• Extract:
┌────────

Neo-Teyrall commented 3 months ago

Thanks for your quick response.

The makefile used gfortran: (GNU Fortran (Ubuntu 9.4.0-1ubuntu1~20.04.2) 9.4.0)

I used the master.

Yes, it seems that the copy went wrong.

Yes, it is two molecules on a surface. It is not from a periodic box; there are two states. The shift on the surface keeps only the atoms that interact with the molecules here. From these two states I gave you, no rotation is present, only translation. However, in other states of my dataset, there are states with rotation and translation compared to other states.

I am trying to compare the dimer organization on the surface. This comparison needs to take into account the interaction between the first and second molecules and their interaction with the surface.

If, in the comparison, I take into account only the atoms of one molecule of the system, I can observe that some states have the same conformation but not the same orientation to the surface. To differentiate these states, I need to include the surface in the comparison.

mgoonde commented 3 months ago

From these two states I gave you, no rotation is present, only translation.

As far as i see, the two molecules rotate and distort slightly, there does not appear to be much translation in them.

Note that IRA explicitly solves for rotation and translation of the all the atoms in the structure. If you are trying to keep the rotation fixed, this is not the right tool for you.

I am trying to compare the dimer organization on the surface.

Ok, I am not sure which dimers you are talking about, the nearest distances between the surface atoms are all identical. From structure i to j, there is one atom which appears, and two atoms which move, the other atoms are completely not moved.

This comparison needs to take into account the interaction between the first and second molecules and their interaction with the surface.

I hope you realize that IRA does not take into account any interaction between the atoms, and it takes the whole structure that you input as a single, rigid entity.

It seems you are trying to compare only the surface atoms by their absolute positions, and not the molecules themselves. Since there is no global translation or rotation in your box, you could look into the CShDA distance only, or other Linear-Assignment-Problem (LAP) solvers, which compute the permutation of atoms, and based on that you could compute the distance among the surface atoms from structure i to j.

Neo-Teyrall commented 2 months ago

Thanks for your time,

I will try to be clearer.

Here you can find three PDB files. The extension has been modified to a .txt file just to enable importation in GitHub, as GitHub does not recognize PDB files. These files represent three states of systems containing a surface and two molecules (two tripeptides). The three states are equivalent.

The first one, 000011-0.txt, is a reference state. 000011-0.txt

The second one, 000012-0.txt, is the reference state but with a permutation occurring between the two molecules. 000012-0.txt

The third one, 000013-0.txt, is a state that has been translated and rotated on the surface. 000013-0.txt

This is an example sample. Notice that the states in a true dataset can combine permutation and translation with intra-molecular perturbation.

Based on that, I want to use IRA to estimate the difference between the states. I hope that IRA will estimate the difference close to zero (because the states are objectively the same).

But I noticed that the surface is an issue. Aligning all the surface atomes seems useless. So, to use IRA, I kept only the atoms of the surface which interact with the atoms of the molecules. This resulted in the data I sent you in the first message (the data I sent is not from these states but from others).

However, my problem is that when I compare states that do not have the same number of atoms using the Python API, it crashes with the message I initially sent you.

if you can not reproduce my error, can i have the git version you used ? Or how can i send you more information?

Thanks again.

└────────

• Given entries:

┌────────

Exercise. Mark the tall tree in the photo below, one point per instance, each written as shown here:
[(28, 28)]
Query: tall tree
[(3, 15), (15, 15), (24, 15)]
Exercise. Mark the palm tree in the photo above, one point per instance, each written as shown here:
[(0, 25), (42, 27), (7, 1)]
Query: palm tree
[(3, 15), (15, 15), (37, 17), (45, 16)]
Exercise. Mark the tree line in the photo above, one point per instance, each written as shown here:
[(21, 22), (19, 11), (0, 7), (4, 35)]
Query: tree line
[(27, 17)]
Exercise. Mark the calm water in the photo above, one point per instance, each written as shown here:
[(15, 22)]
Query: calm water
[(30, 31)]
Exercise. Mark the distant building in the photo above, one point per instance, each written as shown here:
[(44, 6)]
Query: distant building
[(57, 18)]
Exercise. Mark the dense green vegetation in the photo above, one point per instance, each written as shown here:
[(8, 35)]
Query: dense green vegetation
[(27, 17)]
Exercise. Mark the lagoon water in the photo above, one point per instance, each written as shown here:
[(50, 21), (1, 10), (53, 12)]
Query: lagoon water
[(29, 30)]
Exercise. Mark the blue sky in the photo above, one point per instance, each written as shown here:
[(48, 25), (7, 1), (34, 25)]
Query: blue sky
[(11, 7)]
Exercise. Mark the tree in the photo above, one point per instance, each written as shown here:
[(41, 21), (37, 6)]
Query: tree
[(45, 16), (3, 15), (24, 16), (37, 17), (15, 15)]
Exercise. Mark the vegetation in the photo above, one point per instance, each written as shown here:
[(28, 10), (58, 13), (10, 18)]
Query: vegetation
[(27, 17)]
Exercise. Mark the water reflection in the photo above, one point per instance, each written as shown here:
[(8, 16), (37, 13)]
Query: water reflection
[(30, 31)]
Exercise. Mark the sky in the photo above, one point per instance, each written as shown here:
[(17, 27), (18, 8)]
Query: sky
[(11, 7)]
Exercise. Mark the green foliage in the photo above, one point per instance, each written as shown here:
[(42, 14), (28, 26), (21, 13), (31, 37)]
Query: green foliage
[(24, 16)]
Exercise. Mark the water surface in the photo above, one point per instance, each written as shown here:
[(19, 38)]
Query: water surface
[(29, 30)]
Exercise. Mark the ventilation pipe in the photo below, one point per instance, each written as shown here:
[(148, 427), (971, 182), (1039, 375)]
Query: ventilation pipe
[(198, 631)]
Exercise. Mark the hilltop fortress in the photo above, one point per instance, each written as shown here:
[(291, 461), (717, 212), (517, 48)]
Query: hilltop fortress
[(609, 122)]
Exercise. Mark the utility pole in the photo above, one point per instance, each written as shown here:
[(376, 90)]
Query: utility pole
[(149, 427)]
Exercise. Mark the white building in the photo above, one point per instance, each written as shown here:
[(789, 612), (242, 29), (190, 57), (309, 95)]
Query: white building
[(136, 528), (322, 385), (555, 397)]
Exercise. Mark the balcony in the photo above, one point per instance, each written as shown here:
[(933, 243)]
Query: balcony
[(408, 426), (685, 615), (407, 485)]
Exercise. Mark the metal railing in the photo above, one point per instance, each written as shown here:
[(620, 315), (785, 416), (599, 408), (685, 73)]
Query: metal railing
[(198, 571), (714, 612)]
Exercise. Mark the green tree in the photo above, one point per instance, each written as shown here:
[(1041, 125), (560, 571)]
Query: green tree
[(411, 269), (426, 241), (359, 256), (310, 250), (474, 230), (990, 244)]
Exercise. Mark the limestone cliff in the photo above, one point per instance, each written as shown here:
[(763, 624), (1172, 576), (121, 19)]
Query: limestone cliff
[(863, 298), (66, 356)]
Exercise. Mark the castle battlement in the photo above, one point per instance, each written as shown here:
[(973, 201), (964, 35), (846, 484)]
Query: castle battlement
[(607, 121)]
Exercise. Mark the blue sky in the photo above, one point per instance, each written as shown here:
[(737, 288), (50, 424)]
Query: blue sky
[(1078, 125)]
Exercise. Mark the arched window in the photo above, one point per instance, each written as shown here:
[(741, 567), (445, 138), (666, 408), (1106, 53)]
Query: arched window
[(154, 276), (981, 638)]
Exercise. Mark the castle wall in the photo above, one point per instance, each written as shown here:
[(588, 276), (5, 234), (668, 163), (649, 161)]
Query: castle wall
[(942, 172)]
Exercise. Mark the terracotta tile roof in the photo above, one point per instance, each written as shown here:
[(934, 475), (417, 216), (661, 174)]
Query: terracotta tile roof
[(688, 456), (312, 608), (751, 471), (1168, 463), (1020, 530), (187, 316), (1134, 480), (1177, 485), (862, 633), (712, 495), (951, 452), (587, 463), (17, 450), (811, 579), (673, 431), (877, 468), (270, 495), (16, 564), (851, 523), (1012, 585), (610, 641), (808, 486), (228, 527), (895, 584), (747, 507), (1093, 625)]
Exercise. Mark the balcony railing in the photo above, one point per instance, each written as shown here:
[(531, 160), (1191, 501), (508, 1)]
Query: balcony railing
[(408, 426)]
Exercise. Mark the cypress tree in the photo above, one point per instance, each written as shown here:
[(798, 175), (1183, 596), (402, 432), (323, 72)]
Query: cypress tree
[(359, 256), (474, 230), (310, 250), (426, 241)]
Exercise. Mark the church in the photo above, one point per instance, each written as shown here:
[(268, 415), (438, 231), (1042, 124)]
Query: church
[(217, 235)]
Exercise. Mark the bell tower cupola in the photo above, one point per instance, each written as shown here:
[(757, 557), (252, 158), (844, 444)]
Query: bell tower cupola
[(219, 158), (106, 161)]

└────────

• Task A:
List the names of the files for the three states that the thread about IRA provides.
• Task B:
Reproduce word for word everything in the thread about IRA from "I used the master." down to "in the comparison.".

• Final answer A:
000011-0.txt
000012-0.txt
000013-0.txt

• Final answer B:
I used the master.

Yes, it seems that the copy went wrong.

Yes, it is two molecules on a surface. It is not from a periodic box; there are two states. The shift on the surface keeps only the atoms that interact with the molecules here. From these two states I gave you, no rotation is present, only translation. However, in other states of my dataset, there are states with rotation and translation compared to other states.

I am trying to compare the dimer organization on the surface. This comparison needs to take into account the interaction between the first and second molecules and their interaction with the surface.

If, in the comparison, I take into account only the atoms of one molecule of the system, I can observe that some states have the same conformation but not the same orientation to the surface. To differentiate these states, I need to include the surface in the comparison.